* **Materials provided**
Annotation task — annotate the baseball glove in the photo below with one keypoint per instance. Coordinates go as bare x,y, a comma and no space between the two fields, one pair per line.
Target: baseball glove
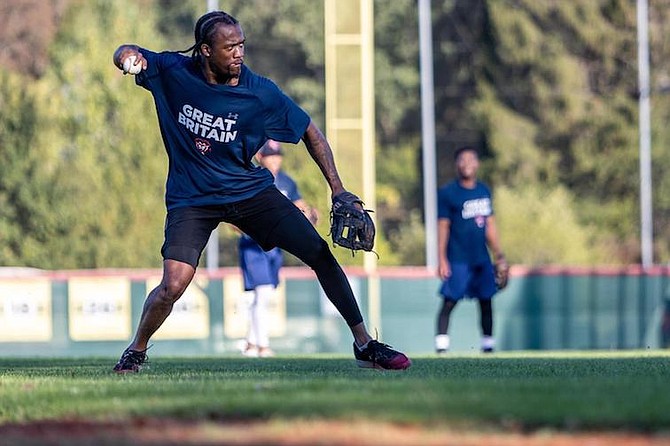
502,272
351,226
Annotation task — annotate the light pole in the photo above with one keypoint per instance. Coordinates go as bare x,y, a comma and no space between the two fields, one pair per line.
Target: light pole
646,209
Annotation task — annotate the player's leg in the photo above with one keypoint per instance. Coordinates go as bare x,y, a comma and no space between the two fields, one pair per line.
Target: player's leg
452,290
484,287
260,277
292,232
442,340
259,319
486,321
296,235
186,233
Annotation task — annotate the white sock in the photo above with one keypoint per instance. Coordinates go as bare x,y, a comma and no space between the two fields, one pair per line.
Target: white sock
263,294
362,347
442,342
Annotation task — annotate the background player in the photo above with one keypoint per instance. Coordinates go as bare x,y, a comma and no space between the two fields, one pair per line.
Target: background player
466,227
260,269
214,115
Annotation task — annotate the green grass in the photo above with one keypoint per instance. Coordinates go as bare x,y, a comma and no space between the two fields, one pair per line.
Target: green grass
559,390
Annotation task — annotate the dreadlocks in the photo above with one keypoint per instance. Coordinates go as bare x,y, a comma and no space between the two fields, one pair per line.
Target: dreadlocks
205,28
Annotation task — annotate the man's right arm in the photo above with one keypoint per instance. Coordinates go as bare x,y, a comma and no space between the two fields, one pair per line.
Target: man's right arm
125,51
443,230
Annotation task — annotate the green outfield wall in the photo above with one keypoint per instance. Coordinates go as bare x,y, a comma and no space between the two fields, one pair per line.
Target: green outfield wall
95,312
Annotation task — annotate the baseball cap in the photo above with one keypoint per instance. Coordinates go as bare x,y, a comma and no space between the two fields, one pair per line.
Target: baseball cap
270,148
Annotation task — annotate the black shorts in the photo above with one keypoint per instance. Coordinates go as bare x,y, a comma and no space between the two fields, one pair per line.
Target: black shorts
187,229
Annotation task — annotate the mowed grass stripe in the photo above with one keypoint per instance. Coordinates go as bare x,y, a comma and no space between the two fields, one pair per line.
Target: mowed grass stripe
587,390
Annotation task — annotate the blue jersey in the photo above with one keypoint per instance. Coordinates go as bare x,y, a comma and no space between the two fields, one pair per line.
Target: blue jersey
467,211
211,132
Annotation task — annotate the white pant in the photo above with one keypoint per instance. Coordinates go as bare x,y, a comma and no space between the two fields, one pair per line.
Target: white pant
258,316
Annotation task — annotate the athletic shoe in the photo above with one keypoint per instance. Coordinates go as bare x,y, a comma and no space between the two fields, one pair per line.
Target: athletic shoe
442,342
131,361
265,352
380,356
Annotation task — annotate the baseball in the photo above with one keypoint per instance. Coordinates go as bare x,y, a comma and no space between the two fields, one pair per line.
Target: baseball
129,66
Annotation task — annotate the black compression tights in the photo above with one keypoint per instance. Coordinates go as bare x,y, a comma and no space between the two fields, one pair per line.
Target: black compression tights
485,314
296,235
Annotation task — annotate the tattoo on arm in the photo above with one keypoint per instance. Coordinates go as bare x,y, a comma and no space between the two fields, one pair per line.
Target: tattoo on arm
320,151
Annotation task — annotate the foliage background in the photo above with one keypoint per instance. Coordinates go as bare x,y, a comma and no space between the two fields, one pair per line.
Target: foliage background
546,90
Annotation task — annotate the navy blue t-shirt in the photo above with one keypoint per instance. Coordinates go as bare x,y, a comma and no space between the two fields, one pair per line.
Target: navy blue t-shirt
211,132
467,211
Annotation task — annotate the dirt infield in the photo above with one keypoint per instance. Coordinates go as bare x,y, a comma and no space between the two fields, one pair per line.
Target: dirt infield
179,432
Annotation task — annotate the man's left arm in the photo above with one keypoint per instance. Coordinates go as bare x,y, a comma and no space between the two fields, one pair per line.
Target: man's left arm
322,154
492,239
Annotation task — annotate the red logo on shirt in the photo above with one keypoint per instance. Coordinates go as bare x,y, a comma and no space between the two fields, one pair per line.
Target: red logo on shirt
203,145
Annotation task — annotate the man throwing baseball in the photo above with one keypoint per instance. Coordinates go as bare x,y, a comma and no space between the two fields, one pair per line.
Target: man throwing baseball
214,114
466,227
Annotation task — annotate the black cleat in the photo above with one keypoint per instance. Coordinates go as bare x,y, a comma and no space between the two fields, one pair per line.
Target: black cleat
131,361
380,356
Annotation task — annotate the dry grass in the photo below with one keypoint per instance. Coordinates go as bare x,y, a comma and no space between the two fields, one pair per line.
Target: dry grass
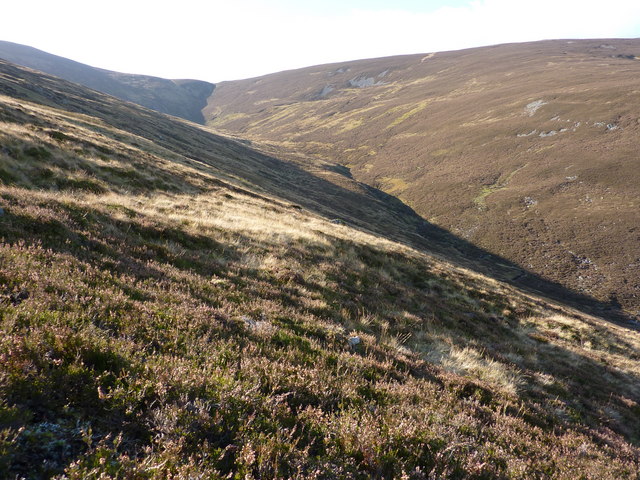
190,328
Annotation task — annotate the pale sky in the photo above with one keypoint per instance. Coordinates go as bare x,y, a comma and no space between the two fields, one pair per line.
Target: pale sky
232,39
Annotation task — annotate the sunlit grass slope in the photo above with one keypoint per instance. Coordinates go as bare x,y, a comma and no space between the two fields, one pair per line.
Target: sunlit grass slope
526,150
167,312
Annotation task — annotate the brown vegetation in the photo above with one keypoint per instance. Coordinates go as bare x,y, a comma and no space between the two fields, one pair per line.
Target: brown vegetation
526,150
168,311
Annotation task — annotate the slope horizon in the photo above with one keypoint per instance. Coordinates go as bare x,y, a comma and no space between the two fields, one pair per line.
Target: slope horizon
176,303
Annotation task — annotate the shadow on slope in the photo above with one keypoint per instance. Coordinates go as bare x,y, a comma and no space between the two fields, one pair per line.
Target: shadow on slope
327,191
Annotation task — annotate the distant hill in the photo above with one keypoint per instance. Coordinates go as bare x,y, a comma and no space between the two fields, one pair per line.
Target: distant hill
526,150
181,98
179,304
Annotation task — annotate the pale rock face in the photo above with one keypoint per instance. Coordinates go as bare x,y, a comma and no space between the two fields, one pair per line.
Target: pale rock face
533,107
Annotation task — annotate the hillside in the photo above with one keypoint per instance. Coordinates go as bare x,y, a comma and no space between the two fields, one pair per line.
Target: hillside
175,304
181,98
528,151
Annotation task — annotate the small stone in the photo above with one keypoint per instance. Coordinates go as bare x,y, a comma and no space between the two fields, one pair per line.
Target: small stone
249,322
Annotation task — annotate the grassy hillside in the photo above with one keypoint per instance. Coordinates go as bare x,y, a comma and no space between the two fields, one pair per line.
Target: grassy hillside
174,304
181,98
525,150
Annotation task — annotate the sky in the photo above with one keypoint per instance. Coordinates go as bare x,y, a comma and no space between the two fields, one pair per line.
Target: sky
232,39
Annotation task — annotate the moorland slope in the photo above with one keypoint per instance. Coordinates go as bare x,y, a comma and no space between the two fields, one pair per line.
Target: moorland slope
175,304
527,150
181,98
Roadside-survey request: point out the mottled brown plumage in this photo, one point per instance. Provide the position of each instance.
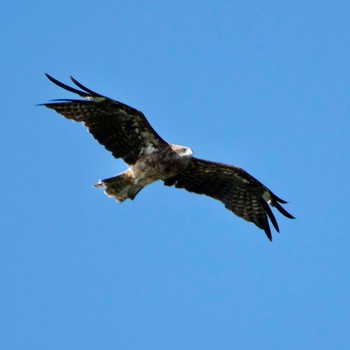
(126, 133)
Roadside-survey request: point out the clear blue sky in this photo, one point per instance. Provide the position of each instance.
(262, 85)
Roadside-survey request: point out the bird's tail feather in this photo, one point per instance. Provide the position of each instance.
(120, 187)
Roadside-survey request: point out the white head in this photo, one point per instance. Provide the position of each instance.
(182, 151)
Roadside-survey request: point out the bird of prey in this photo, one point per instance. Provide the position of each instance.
(126, 133)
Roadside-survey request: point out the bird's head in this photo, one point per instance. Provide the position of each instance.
(182, 151)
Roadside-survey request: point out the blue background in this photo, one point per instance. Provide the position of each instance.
(262, 85)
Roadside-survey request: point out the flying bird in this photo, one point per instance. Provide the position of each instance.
(126, 133)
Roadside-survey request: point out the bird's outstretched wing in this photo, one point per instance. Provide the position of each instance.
(121, 129)
(240, 192)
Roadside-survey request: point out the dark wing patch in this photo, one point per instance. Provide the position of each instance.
(240, 192)
(121, 129)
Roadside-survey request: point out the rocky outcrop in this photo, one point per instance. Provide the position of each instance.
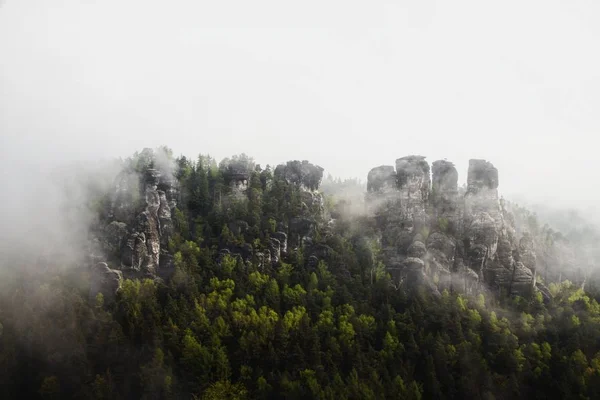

* **Required work**
Within the listing above, find every line containing the string "below" and return it.

* **Task response**
Annotation task — annotate the baseball glove in the photo below with one keypoint per instance. Coordinates go as bare x,y, a comma and no space between the two fields, one pair per line.
Annotation task — annotate the dry grass in the photo below with one keypoint per instance. Coordinates go as bare x,y, a comma and no space between the two fields, one pair per line.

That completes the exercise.